# Squatting while toileting: worth some consideration



## 17985 (May 21, 2006)

This is a link with pictures to help visualie the position of the rectum when not squatting vs squatting. I have found this very helpful and has eliminated troublesome hemmoroids and improved defecation. Despite what articles may say the effect can be acheived by using a clothes basket placed in front of the toilet. Please consider...naturesplatfom.com/health_benefits.html


----------



## hayley3 (Aug 6, 2006)

The link didn't work for me. I have a cold, so maybe I'm just brain dead.







Susie


----------



## 17985 (May 21, 2006)

Tat's naturesplatform.com not palfom. Golly, those typos!


----------



## annie7 (Aug 16, 2002)

thanks adelaide for posting that. it's a very interesting website. and yes, I've read that before, that squatting is good etc. it's definitely worth a try...


----------



## 17985 (May 21, 2006)

Thanks Annie, I relate it here every so often because its helped alot and none of us need to create more damage to the rectum from using the commode. If major damage and problems can be avoided by implementing such a simple and comfortable procedure...wouldn't life be grand! Wha la!


----------



## SpAsMaN* (May 11, 2002)

You can buy a 1$ mini-foot-step at the 1$ store.


----------



## 18761 (Aug 21, 2006)

Squatting is the best pose for defecation. I am an Indian and and have suffered from IBS for most of my life. I moved to US in beginning of 2005 and have been forced to use the commode , my pain and constipation have been much worse, since I moved to US, as I have had to use the commode. Squatting on the commode itself is not an option, as my knees cry out in pain from the uncomfortable and unweildy position. I will bite the bullet and buy this platform. IBS patients with constipation must try squatting it will not cure them, but it will provide some relief from constipation and the associated pain that is worsened, if stool is retained in the rectum.

- - -

WHAT YOU WILL DO =>
(a) In the forum thread, what item does the first poster say can be placed in front of the toilet to get the squatting effect?
(b) Repeat the forum thread word for word between "Thanks Annie, I" and "grand! Wha la!", inclusive.
You won't need the records for any of this.

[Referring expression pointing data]

- - -

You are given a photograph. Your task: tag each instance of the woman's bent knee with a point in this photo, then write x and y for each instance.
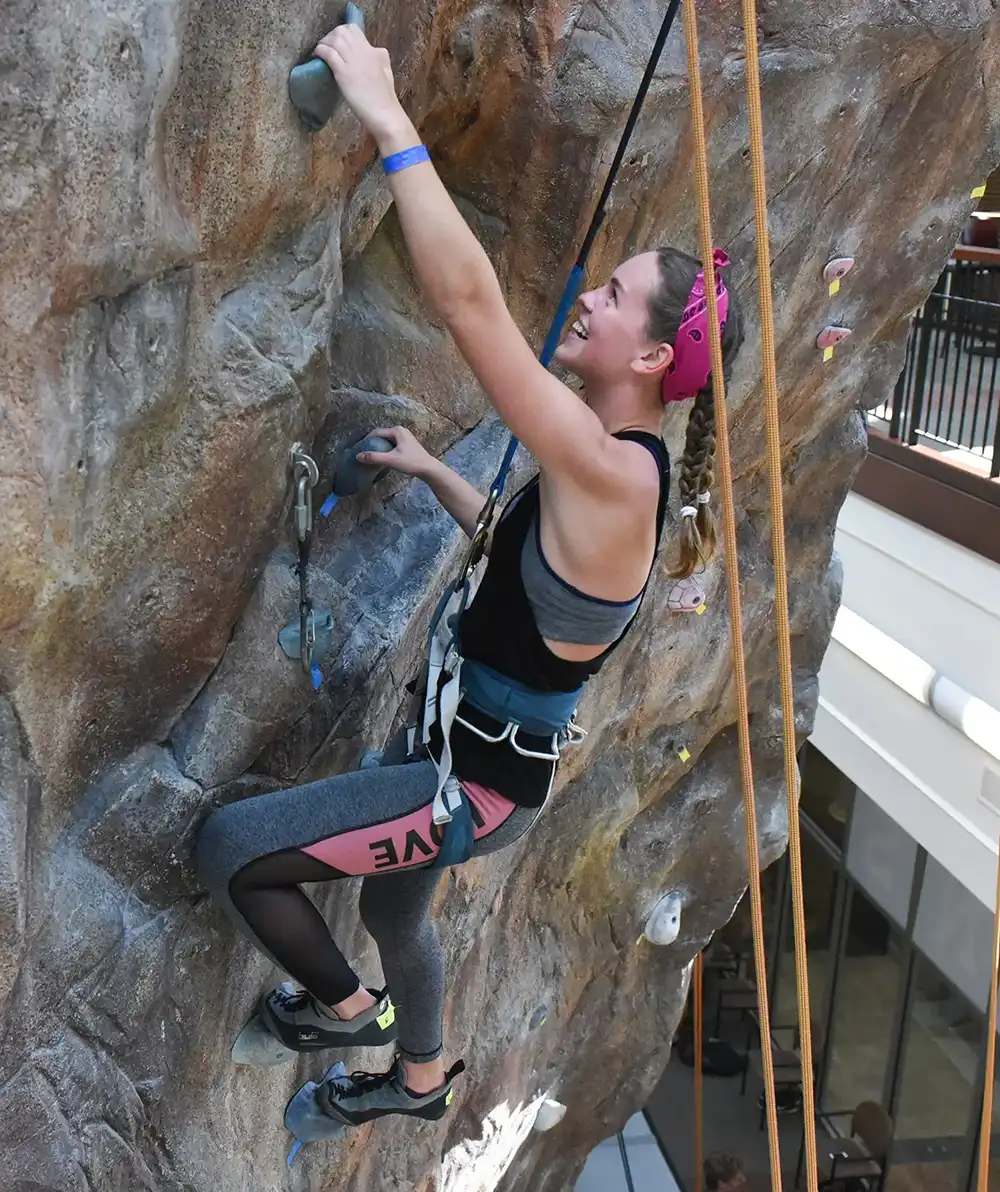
(211, 850)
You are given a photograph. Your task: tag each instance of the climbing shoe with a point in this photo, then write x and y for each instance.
(289, 1022)
(367, 1096)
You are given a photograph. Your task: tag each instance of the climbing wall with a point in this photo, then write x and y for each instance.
(188, 284)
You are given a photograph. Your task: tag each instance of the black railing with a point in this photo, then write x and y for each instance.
(946, 393)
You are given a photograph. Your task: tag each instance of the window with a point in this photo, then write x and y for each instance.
(827, 795)
(863, 1007)
(820, 882)
(942, 1043)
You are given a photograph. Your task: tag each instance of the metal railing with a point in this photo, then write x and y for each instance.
(948, 393)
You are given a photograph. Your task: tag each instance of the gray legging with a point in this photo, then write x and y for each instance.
(253, 855)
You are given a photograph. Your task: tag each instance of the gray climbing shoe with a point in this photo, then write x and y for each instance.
(368, 1096)
(289, 1022)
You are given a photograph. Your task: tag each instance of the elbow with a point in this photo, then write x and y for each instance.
(476, 291)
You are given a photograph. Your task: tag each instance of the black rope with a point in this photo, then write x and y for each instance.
(625, 1163)
(629, 128)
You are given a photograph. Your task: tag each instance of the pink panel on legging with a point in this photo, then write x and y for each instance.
(407, 840)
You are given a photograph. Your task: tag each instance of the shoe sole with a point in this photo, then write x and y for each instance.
(370, 1035)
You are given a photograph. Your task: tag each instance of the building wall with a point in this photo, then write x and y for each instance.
(915, 604)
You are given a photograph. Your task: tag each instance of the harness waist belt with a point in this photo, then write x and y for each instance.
(539, 713)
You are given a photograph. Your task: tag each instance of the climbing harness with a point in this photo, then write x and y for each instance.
(448, 678)
(308, 637)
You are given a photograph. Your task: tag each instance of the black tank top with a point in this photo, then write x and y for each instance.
(500, 631)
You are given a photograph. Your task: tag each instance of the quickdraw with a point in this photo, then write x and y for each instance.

- - -

ANSWERS FOR THE EXERCISE =>
(a) A clothes basket.

(b)
Thanks Annie, I relate it here every so often because its helped alot and none of us need to create more damage to the rectum from using the commode. If major damage and problems can be avoided by implementing such a simple and comfortable procedure...wouldn't life be grand! Wha la!